> [Tarefa 1]: Liste todas as pessoas reais mencionadas no texto sobre The Present, sem incluir personagens.
> [Tarefa 2]: Retome o texto sobre The Present a partir da última frase.

> [Texto fornecido]:
══════════

Umezu é um capítulo à parte e merece, pelo menos, uma citação aqui. Uma lenda no Japão, mas pouco conhecido – e lançado – por aqui, uma das inspirações de Junji Ito, mangaká, diretor, músico, personalidade de TV excêntrica japonesa, aparecendo sempre com camisas listradas em vermelho e branco. Sua casa é meio que um ponto turístico por ter esse mesmo padrão listrado, inspirado na que talvez seja sua obra de maior sucesso, Makoto-chan, uma série de um humor japonesíssimo publicada em 1976. Enfim, uma pessoa curiosa e que vale ser conhecida.
Mas, voltando ao nosso The Present, temos um slasher que seria protocolar, se não fosse japonês. E, além de ser um slasher de Natal japonês, o que já o conferiria no mínimo um grau de estranheza, ele ainda caiu na mão de Yudai Yamaguchi, que talvez seja mais “conhecido” por dirigir o segmento ‘J is for Jidai Geki’ na irregular antologia The ABC’s of Death. Porém, ninguém se importa com ‘J is for Jidai-Geki’, mas ele também dirigiu o colossal Meatball Machine, que veio naquela safra de body horror descaralhado que o Japão cuspiu às dúzias na primeira década dos anos 2000, de Machine Girl a Killer Pussy. E, no meio disso tudo, Meatball Machine talvez seja o mais perturbado.
Porém, o assunto aqui é The Present, que começa com a nossa heroína infantil, Yuko-chan, acordando de um pesadelo e descobrindo que o Papai Noel ainda não havia passado pela sua casa, e que seria bom ir dormir logo para não correr o risco de sofrer a punição do velhinho. Yuko dorme, e então viajamos no tempo para encontrar uma jovem adulta Yuko (agora interpretada por Seiko Iwaido, pouco conhecida, mas com uma carreira sólida na TV japonesa e um papel de relativo destaque fazendo a versão adolescente da protagonista em Strange Circus do Sion Sono) se preparando para uma festa de Natal com os amigos, escrevendo um cartão para se declarar a seu amado Ryosuke.

══════════

> [Registros extraídos]:
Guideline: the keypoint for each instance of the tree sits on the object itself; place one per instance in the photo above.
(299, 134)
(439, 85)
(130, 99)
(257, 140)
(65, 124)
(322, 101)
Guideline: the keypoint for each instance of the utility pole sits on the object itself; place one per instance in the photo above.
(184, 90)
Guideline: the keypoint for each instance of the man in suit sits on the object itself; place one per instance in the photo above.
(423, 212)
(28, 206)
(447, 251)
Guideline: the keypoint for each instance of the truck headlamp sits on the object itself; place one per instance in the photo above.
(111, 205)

══════════

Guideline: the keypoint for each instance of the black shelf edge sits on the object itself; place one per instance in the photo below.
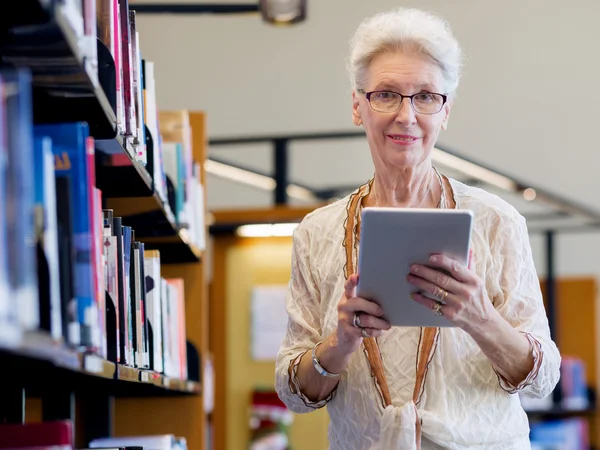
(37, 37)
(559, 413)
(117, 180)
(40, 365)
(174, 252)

══════════

> [Resposta 1]: Umezu, Junji Ito, Yudai Yamaguchi, Seiko Iwaido, Sion Sono

> [Resposta 2]:
O desenvolvimento dos personagens beira o irrelevante até aqui, o que não é condenável em um filme para a TV com menos de 1h de duração, e vemos Yuko e seus amigos dirigindo em direção a um hotel no meio do nada para sua festinha de Natal. Chegando lá, Yuko começa a ter flashbacks do seu sonho de criança e a ficar compreensivelmente bolada por isso. Porém, ela é logo jogada pelos amigos para dentro de um quarto com Ryosuke, dando um fim à sua inquietação e começando, de fato, sua putaria de Natal.
Mas o que temos aqui é um slasher. E sabemos que, tal qual um tubarão pelo sangue, o assassino de slasher é atraído pela foda. E entra em cena o Papai Noel vingador para ensinar uma lição aos jovens japoneses que estão profanando o Natal.
E, de verdade, o que vem a seguir merece ser assistido. Papai Noel usa gancho do Leatherface, corrente do Scorpion, faz arremesso de defunto, empalamento oral com enfeite de árvore, rena canibal e tem até cena de torture porn no meio. O gore dessas cenas é melhor que o esperado, e existe até um arremedo de plot twist psicológico (que culmina num cérebro vazando), mas o que importa mesmo é a vendeta de São Nicolau em nome da moral e dos bons costumes.
Filme curto, divertido e natalino. E, tecnicamente, é muito bom. A fotografia do cinema ‘tradicional’ japonês é um negócio meio sem igual, e o cinema de gênero sempre absorveu isso muito bem. A real é que, aqui, em 2005, o único lugar que produzia horror com o mesmo amor que o Japão era a França com o pessoal do New French Extremity, e, mesmo assim, numa escala consideravelmente menor. Mas o tempo passa, esses diretores que eram absurdamente autorais foram incorporando elementos de fora, até que hoje é cada vez mais difícil perceber essa assinatura japonesa no horror. Coisas com a série O Grito: Origens, da Netflix (que, por sinal, também conta com a Seiko Iwaido no elenco) não parecem nem carregar o mesmo DNA do que consolidou isso que chamamos de ‘horror japonês’, que transitava por temáticas das mais diversas, mas sempre reconhecível. Este The Present, por outro lado, não. É um filme do mais genérico e americano dos gêneros, e soa completamente japonês do começo ao fim. E tem rena canibal.